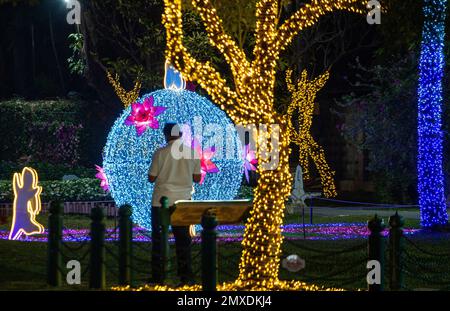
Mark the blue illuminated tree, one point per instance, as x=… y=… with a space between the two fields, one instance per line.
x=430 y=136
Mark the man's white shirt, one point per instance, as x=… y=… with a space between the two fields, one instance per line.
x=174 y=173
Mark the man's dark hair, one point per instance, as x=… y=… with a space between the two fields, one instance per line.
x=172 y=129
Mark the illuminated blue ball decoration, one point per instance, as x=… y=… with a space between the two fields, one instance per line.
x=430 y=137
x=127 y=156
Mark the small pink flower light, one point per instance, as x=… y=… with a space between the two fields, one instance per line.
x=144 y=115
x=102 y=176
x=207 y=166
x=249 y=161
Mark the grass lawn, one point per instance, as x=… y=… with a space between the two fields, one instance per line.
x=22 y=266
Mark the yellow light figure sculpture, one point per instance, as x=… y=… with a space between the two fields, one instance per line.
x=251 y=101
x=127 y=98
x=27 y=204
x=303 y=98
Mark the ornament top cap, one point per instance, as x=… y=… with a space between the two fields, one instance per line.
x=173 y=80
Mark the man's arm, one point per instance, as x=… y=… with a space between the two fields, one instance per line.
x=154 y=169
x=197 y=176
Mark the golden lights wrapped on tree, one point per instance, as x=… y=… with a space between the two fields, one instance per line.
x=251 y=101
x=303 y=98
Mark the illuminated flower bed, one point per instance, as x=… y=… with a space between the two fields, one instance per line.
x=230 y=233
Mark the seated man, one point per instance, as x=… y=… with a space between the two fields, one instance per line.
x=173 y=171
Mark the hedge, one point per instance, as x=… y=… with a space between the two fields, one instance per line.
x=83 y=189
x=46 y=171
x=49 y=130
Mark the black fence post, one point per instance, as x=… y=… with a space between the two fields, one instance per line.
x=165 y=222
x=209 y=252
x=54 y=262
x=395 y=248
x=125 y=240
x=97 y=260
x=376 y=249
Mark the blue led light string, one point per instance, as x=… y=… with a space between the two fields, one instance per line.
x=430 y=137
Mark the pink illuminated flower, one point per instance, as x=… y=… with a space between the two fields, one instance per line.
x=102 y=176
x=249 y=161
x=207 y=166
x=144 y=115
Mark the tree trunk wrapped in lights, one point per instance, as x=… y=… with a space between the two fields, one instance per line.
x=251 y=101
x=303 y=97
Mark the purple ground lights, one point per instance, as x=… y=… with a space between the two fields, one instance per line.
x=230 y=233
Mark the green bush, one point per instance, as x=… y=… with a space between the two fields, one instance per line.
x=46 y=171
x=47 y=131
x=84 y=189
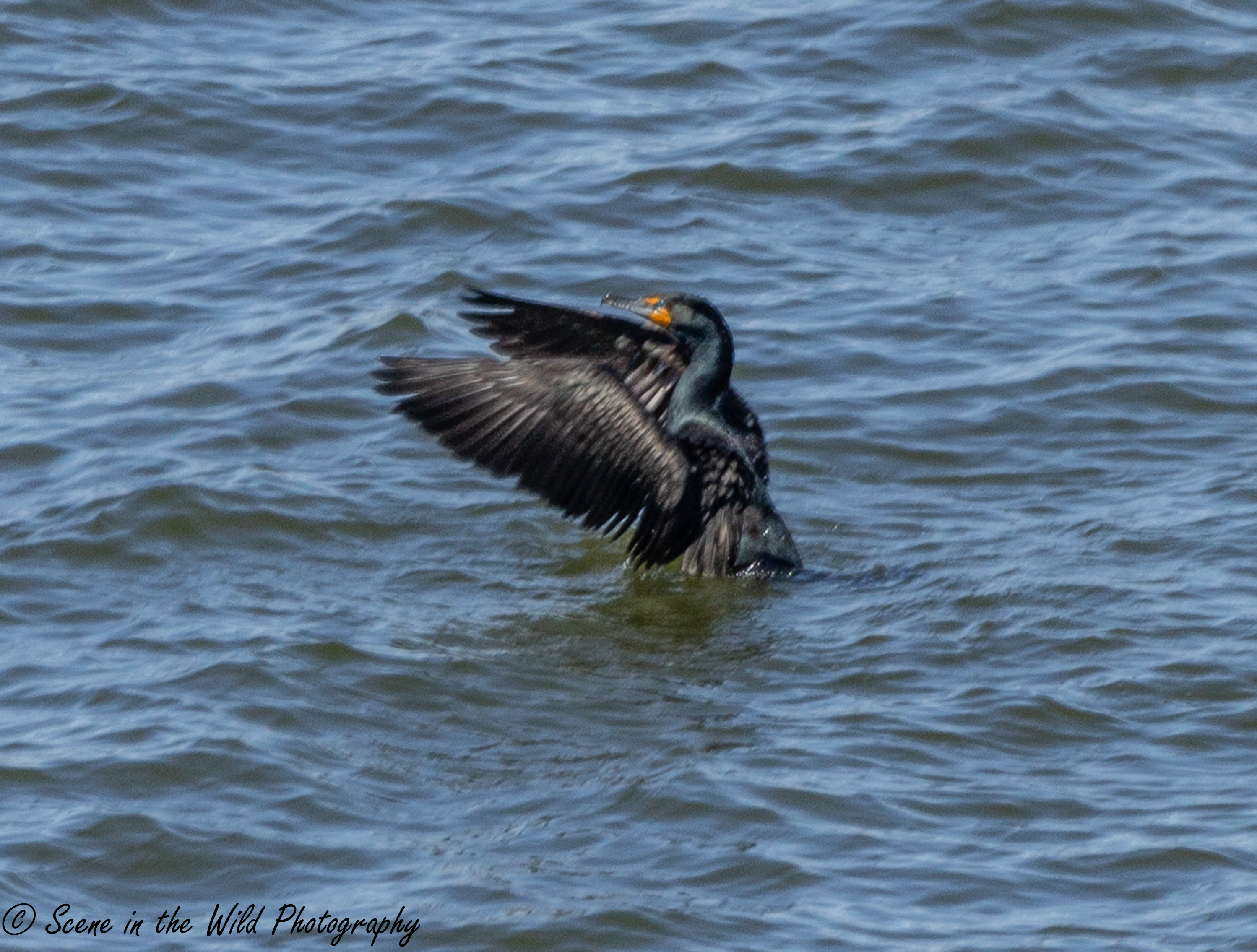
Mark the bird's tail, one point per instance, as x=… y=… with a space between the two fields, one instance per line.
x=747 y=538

--

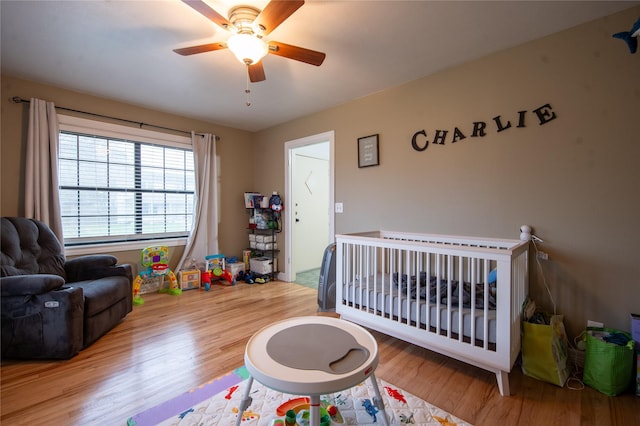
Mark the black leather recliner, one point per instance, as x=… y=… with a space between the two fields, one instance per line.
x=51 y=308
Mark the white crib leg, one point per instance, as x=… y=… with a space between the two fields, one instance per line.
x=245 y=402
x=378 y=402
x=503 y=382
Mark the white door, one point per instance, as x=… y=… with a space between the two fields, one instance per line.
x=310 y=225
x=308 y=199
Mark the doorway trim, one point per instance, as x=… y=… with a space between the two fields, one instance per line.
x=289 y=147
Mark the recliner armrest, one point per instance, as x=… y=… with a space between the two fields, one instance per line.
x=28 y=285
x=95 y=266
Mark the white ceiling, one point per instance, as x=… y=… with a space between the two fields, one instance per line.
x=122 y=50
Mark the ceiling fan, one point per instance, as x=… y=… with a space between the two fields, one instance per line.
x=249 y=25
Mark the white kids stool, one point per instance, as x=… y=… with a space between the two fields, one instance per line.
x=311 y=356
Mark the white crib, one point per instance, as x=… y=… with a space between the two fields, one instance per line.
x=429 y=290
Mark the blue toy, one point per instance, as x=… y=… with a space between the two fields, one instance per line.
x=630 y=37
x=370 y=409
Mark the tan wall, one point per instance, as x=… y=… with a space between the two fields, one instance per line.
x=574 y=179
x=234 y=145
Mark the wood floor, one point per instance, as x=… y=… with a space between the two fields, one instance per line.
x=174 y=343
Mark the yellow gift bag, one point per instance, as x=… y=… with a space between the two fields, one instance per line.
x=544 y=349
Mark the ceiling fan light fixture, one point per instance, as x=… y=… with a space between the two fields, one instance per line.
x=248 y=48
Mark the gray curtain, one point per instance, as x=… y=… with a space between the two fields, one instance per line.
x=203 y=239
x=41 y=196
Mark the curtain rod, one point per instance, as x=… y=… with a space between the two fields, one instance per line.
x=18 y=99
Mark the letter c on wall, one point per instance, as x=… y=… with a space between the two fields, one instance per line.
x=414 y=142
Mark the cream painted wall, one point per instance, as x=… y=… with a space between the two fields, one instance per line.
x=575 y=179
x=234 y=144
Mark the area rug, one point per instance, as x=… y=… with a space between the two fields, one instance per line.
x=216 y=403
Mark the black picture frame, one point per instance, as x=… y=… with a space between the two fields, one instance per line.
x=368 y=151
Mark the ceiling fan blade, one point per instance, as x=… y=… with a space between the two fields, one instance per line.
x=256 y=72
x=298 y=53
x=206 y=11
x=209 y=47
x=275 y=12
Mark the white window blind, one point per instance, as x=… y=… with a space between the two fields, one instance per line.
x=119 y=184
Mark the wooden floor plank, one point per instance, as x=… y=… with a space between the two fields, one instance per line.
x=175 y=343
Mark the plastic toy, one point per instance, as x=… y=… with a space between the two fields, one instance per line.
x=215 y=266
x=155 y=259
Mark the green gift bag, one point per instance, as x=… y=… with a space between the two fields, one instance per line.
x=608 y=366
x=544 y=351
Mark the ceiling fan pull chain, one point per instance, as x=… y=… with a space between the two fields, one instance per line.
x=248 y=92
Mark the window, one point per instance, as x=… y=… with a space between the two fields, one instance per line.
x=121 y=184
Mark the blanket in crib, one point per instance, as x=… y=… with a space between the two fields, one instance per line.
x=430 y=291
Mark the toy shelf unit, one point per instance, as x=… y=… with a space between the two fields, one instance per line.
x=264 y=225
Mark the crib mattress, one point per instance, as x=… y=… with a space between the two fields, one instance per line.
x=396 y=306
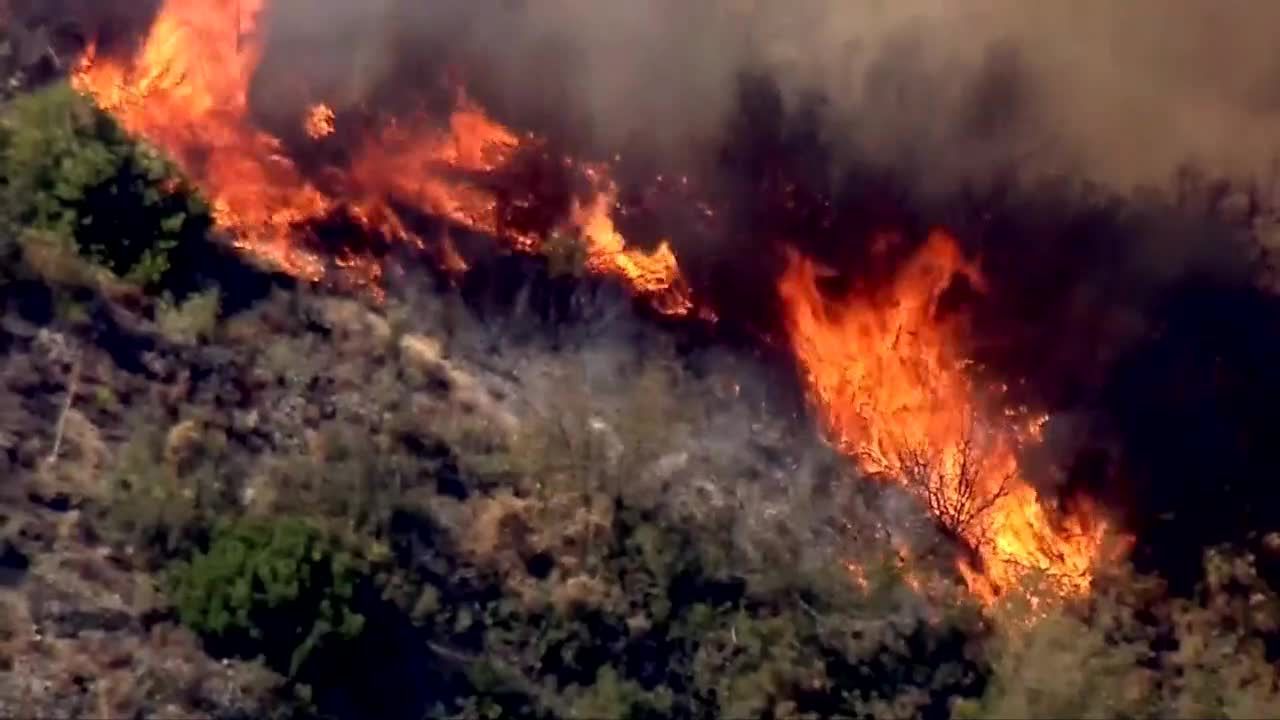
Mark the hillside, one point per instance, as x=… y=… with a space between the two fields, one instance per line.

...

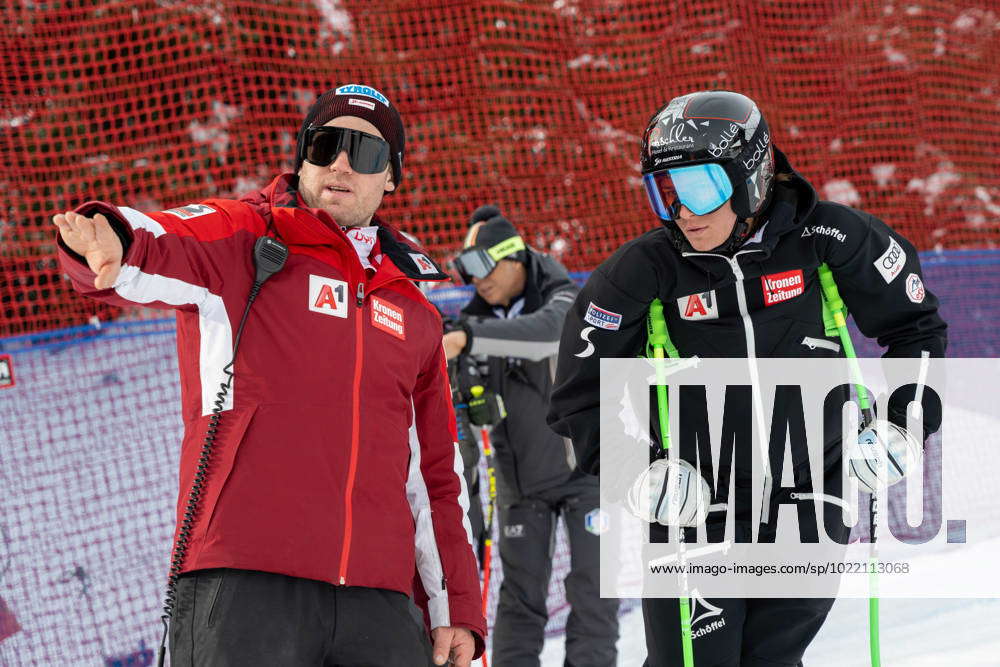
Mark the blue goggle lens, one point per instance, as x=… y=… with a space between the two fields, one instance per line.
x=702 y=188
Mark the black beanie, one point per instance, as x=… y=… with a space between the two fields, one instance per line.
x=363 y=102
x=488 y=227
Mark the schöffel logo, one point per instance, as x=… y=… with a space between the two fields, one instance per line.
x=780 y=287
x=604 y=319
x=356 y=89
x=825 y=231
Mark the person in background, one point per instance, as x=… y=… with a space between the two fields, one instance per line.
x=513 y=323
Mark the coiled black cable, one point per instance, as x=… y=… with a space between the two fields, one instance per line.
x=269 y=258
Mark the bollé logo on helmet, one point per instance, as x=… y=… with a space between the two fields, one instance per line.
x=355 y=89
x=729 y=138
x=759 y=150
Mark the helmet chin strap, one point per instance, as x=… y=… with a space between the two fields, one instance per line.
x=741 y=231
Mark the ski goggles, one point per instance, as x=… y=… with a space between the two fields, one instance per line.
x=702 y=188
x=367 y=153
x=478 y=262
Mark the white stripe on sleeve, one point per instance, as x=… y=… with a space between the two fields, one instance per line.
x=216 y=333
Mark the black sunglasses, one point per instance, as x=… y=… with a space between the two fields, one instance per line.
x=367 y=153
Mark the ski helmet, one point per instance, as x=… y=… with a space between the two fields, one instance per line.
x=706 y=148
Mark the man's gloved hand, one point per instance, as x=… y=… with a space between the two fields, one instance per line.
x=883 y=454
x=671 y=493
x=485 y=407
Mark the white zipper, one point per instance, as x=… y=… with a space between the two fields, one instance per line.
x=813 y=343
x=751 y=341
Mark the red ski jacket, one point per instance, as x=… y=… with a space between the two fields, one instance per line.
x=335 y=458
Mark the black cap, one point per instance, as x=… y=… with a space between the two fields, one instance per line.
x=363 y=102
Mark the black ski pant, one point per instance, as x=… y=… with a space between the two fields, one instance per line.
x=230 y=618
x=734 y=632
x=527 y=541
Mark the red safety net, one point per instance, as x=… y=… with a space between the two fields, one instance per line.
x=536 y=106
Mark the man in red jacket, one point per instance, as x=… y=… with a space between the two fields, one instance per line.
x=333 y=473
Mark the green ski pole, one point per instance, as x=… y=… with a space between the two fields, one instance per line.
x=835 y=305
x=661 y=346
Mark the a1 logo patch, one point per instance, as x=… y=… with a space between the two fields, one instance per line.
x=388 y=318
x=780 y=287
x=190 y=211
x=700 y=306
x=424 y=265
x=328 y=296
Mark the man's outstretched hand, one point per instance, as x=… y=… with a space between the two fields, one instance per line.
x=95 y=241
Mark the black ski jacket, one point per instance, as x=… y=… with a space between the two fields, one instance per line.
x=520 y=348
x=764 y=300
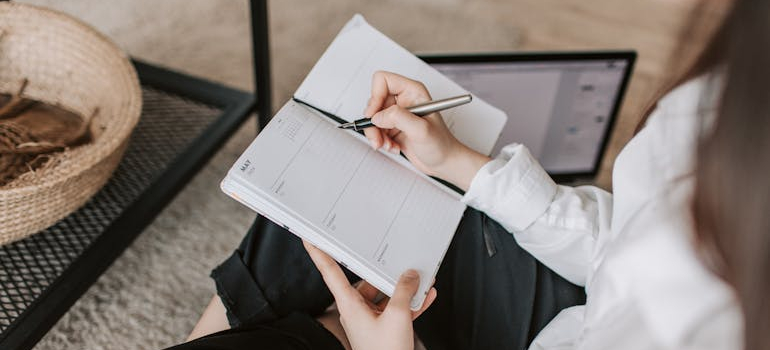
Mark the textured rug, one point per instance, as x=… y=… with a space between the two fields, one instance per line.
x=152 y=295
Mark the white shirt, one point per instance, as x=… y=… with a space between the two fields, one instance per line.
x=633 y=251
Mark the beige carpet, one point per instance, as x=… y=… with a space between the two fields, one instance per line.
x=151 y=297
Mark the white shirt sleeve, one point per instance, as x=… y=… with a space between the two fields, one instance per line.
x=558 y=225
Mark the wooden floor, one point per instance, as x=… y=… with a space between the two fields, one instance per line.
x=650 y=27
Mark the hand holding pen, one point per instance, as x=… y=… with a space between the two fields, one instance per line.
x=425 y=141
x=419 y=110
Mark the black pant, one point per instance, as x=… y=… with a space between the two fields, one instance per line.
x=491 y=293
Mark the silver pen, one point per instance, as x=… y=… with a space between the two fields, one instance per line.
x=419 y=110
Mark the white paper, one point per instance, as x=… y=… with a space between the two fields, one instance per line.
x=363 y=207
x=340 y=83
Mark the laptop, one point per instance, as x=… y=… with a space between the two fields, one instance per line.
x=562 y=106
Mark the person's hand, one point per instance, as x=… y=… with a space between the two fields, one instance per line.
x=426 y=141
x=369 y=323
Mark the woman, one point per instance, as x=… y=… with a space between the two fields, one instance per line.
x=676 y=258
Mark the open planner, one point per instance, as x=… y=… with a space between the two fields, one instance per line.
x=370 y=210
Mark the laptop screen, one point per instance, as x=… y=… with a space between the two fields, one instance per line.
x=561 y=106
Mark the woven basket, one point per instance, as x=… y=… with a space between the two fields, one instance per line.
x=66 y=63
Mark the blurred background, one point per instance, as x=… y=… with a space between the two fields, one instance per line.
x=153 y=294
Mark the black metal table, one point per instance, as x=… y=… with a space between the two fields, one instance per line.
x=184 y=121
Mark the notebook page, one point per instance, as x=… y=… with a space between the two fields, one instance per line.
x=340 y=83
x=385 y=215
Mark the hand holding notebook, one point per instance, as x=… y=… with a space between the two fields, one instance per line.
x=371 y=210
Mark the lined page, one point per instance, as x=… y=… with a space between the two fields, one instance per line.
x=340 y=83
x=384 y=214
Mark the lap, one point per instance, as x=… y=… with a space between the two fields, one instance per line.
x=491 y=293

THE TASK –
Give back exactly, and solely, the section of the data above bounded by the line containing "Mark the window, one" and the line containing "Mark the hillside, one", both bounding lines included and pictures omitted.

REPLY –
Mark the window, one point per instance, as x=… y=… with a space between the two fields, one instance per line.
x=121 y=184
Mark the blanket in crib, one point per instance, as x=… y=… with a space between the two fields, one instance per line.
x=430 y=291
Mark the toy shelf unit, one point per instance, as x=… y=… with a space between the two fields, one instance per line.
x=264 y=225
Mark the crib mattress, one point per instance, as x=… y=… with a space between the two fields, one instance per line.
x=396 y=306
Mark the hillside, one point per instance, as x=… y=… with a space between the two fields, one instance per line.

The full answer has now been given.